— PROBLEM TO WORK ON —
Each line of the listing that contains "beak" should be found and copied.

Start of DATA SUPPLIED

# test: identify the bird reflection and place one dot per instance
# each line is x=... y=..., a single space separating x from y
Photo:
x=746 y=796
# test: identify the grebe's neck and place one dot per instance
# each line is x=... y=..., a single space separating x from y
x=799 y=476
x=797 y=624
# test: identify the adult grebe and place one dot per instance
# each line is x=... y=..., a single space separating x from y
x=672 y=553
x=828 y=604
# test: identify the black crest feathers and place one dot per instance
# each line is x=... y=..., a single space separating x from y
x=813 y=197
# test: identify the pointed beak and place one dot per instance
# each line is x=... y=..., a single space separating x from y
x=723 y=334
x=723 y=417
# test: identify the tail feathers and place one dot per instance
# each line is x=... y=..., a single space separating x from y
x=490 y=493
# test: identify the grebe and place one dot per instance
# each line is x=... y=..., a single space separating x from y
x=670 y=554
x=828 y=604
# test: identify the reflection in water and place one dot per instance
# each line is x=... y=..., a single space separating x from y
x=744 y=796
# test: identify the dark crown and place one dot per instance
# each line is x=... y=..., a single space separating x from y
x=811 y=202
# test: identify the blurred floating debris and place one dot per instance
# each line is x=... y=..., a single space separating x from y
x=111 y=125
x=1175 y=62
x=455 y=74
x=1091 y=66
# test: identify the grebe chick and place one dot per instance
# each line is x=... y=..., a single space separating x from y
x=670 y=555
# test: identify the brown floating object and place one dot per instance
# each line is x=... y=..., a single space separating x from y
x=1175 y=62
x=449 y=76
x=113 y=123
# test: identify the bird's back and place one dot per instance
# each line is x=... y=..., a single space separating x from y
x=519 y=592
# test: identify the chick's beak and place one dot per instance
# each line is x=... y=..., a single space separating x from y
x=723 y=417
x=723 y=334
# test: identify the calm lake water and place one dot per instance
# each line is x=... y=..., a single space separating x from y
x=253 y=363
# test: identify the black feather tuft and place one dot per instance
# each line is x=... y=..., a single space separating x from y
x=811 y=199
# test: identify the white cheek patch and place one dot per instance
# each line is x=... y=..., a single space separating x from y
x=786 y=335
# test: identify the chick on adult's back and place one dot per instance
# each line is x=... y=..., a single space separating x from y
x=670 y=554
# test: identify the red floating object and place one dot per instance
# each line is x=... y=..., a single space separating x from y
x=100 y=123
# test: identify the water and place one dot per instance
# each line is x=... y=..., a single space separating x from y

End of DATA SUPPLIED

— ANSWER BOX —
# test: identify the pointed beak and place one dot per instance
# test: identify the chick's beak and place one dot per instance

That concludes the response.